* _Exercise instructions_:
Print the bioinformatics assignment word for word from "Equus caballus ->" up to and including "Question 2.".

[Given passage — start]

Bioinformatics


  This assignment requires screenshots for the answers.

 

Query the NCBI database using the “GeneID” provided and obtain the FASTA formatted AQP7 protein sequences for:

Homo sapiens -> Human -> GeneID: 364 

Pan troglodytes -> Chimpanzee -> GeneID: 465043 

Mus musculus -> Mouse -> GeneID: 11832

Rattus norvegicus -> Rat -> GeneID: 29171

Bos Taurus -> Cow -> GeneID: 615498

Danio rerio -> Zebrafish -> GeneID: 334529

Canis lupus familiaris -> Dog -> GeneID: 474742

Sus scrofa -> Pig -> GeneID: 100126283

Equus caballus -> Horse -> GeneID: 100068324

Mustela putorius furo -> Ferret -> GeneID: 101683120

Mesocricetus auratus -> Hamster -> GeneID: 101837538

Myotis brandtii -> Bat -> GeneID: 102263763 

For the descriptive comment line found at the beginning of each sequence, replace the common name provided.  Paste/Copy below the sequences in the exact order listed above as your answer. 

Answer = ?

Question 2.

Using the sequences prepared as answer to Question 1, run the Clustal Omega tool (https://www.ebi.ac.uk/Tools/msa/clustalo/) to generate a multiple sequence alignment with “STEP 2” parameters set to “Pearson/FASTA”:

The Clustal Omega tool is a newer improved version of ClustalW2 multiple sequence alignment tool. Under the “Alignments” tab of the Clustal Omega output, copy/paste the unedited form of the alignment as your answer.

Answer = ?

Question 3.

Under the same “Results Summary” tab of the Clustal Omega output, click on the hyperlink found under “Percent Identity Matrix”. The identities in the matrix returned are those values used to “Guide” the order in which the multiple alignment was built. Copy/Paste this matrix as your answer.

Answer = ?

Question 4.

Under the “Phylogenetic Tree” tab of the Clustal Omega output, scroll down and provide a screen shot of the “Phylogenetic Tree”, which represents the “Guide Tree” for the multiple sequence alignment generated.

Answer = ?

Question 5.

What does the “overview” look like for your answer provided to Q2 using JalView?

[Given passage — finish]
[The data — start]

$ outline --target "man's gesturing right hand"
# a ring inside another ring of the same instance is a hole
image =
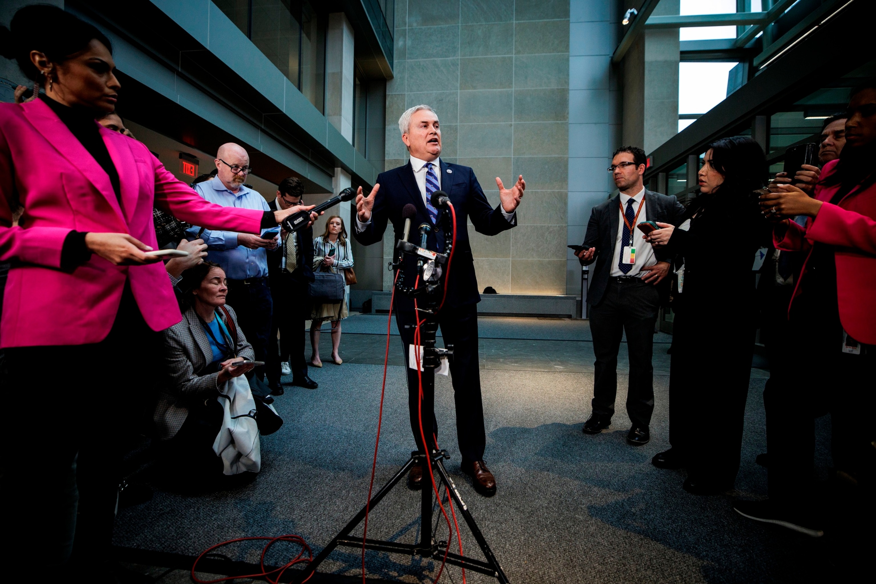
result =
[[[581,251],[576,251],[575,255],[578,257],[578,259],[582,262],[592,262],[593,256],[597,253],[596,248],[590,248],[589,250],[582,250]]]
[[[362,187],[356,193],[356,214],[359,221],[367,223],[371,220],[371,209],[374,208],[374,195],[380,190],[380,185],[374,185],[374,188],[366,197],[362,194]]]

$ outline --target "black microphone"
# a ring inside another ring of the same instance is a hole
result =
[[[411,234],[411,220],[417,216],[417,208],[407,203],[401,209],[401,216],[405,219],[405,234],[401,240],[406,242],[407,236]]]
[[[447,193],[444,191],[435,191],[432,193],[430,202],[432,203],[432,207],[436,209],[446,209],[447,204],[450,202],[450,198],[447,196]]]
[[[286,233],[294,233],[299,229],[303,229],[310,222],[310,214],[315,213],[319,215],[322,211],[325,211],[329,207],[334,207],[342,201],[351,201],[353,197],[356,196],[356,191],[351,187],[341,191],[337,196],[332,197],[328,201],[320,203],[309,211],[299,211],[295,215],[289,215],[283,220],[283,229],[286,230]]]

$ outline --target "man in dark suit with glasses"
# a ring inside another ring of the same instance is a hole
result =
[[[620,193],[590,213],[583,249],[576,253],[583,265],[594,261],[587,302],[596,354],[593,413],[584,422],[585,434],[609,426],[618,392],[618,351],[626,333],[630,359],[626,412],[632,426],[626,441],[647,444],[654,408],[651,357],[654,324],[660,308],[659,285],[668,275],[670,258],[652,249],[637,227],[646,221],[676,225],[684,208],[675,195],[645,188],[645,151],[623,146],[614,152],[609,172]]]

[The data — finish]

* _Answer section_:
Equus caballus -> Horse -> GeneID: 100068324

Mustela putorius furo -> Ferret -> GeneID: 101683120

Mesocricetus auratus -> Hamster -> GeneID: 101837538

Myotis brandtii -> Bat -> GeneID: 102263763 

For the descriptive comment line found at the beginning of each sequence, replace the common name provided.  Paste/Copy below the sequences in the exact order listed above as your answer. 

Answer = ?

Question 2.